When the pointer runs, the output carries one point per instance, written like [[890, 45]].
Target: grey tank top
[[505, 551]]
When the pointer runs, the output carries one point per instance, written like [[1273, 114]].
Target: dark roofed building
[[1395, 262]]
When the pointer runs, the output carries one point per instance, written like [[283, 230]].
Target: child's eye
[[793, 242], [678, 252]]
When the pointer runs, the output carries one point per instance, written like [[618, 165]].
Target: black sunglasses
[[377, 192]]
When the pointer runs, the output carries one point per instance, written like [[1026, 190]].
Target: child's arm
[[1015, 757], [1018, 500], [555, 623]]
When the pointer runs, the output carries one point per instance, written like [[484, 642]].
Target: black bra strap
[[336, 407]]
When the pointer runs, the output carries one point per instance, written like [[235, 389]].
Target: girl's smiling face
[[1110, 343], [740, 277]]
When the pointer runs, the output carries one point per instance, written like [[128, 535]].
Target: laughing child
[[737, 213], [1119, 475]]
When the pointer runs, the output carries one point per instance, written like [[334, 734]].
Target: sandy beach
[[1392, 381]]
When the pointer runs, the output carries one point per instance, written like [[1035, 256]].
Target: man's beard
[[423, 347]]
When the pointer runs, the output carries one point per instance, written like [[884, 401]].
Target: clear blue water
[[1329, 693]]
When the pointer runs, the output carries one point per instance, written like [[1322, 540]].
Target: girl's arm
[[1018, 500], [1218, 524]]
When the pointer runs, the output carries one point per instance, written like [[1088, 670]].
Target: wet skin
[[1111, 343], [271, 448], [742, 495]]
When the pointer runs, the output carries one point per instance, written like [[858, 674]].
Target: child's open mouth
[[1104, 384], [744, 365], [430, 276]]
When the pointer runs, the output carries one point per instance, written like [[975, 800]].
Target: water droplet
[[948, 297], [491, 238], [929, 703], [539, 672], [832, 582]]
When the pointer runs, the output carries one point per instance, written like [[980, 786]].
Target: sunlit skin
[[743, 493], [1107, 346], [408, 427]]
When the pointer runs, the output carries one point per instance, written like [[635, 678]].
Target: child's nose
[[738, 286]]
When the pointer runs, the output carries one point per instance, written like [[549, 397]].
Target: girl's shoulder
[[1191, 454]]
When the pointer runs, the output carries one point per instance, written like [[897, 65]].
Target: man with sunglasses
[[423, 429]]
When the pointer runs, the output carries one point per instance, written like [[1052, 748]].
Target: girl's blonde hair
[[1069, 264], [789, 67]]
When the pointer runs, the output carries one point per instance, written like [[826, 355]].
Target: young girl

==============================

• _Your instructions_
Arrange the data above as a numbered list, one line per item, leaving out any blank lines.

• _Solution_
1. When the pointer runs, the output carries one point per instance, written like [[890, 45]].
2. Target: grey tank top
3. [[505, 551]]
4. When the pointer runs, the output carries one point per instance, written like [[1273, 114]].
5. Target: dark roofed building
6. [[1395, 262]]
7. When the pointer runs, the output carries one point per instance, written like [[283, 230]].
8. Target: child's eye
9. [[793, 242], [678, 252]]
10. When the pointer runs, the output carries one point per instance, written like [[618, 165]].
11. Target: black sunglasses
12. [[377, 192]]
13. When the pointer runs, the output carries one point per instance, written like [[1026, 190]].
14. Target: child's arm
15. [[1015, 757], [1018, 500], [555, 623]]
16. When the pointer runs, the output carries one point per instance, written like [[484, 642]].
17. Target: black bra strap
18. [[336, 407]]
19. When the pointer runs, the output carries one point per instance, written like [[235, 389]].
20. Target: girl's smiling face
21. [[1110, 343], [740, 277]]
22. When the pointer runs, the output carries one point per instance, written like [[128, 535]].
23. Target: laughing child
24. [[737, 213], [1119, 475]]
25. When the pointer runs, the output carries one point per instance, written like [[334, 734]].
26. Target: sandy beach
27. [[1392, 381]]
28. When the pointer runs, the output carries one point per instance, written like [[1035, 256]].
29. Target: man's beard
30. [[423, 347]]
31. When the pointer runs, the output carries one point per instance, written like [[884, 401]].
32. Target: clear blue water
33. [[1329, 693]]
34. When the pointer runs, the output carries one point per instance, written like [[1322, 540]].
35. Target: girl's arm
36. [[1018, 500], [1218, 524]]
37. When the pointer runs, the output carries one point per instance, written like [[1088, 670]].
38. Target: wet skin
39. [[1111, 343], [271, 448], [742, 495]]
40. When the pointer runs, the output carries one point per instance, written like [[858, 674]].
41. Target: child's open mouth
42. [[1104, 384], [744, 365], [430, 276]]
43. When the pointer runs, the output carries one point per instance, written like [[975, 800]].
44. Target: water droplet
45. [[948, 297], [491, 238], [929, 703], [539, 672], [832, 582]]
46. When the pointer runs, the output carries one point per instance, written like [[980, 786]].
47. Target: sunlit skin
48. [[743, 493], [1107, 346], [408, 427]]
49. When the pointer runs, the output carries one point per instance, written like [[635, 678]].
50. Target: child's nose
51. [[738, 286]]
52. When the pointer runs, the output carries one point per instance, written like [[549, 397]].
53. Target: girl's shoulder
54. [[1191, 454]]
55. When the pointer runs, the output carries one point per instance, written like [[897, 65]].
56. Target: man with sunglasses
57. [[423, 429]]
58. When the pointer runs, the output carries one point per instance, written like [[1052, 748]].
59. Target: girl's blonde hair
60. [[1069, 264], [789, 67]]
61. When the pointer runs, the output carries one point per instance, written like [[826, 355]].
62. Target: young girl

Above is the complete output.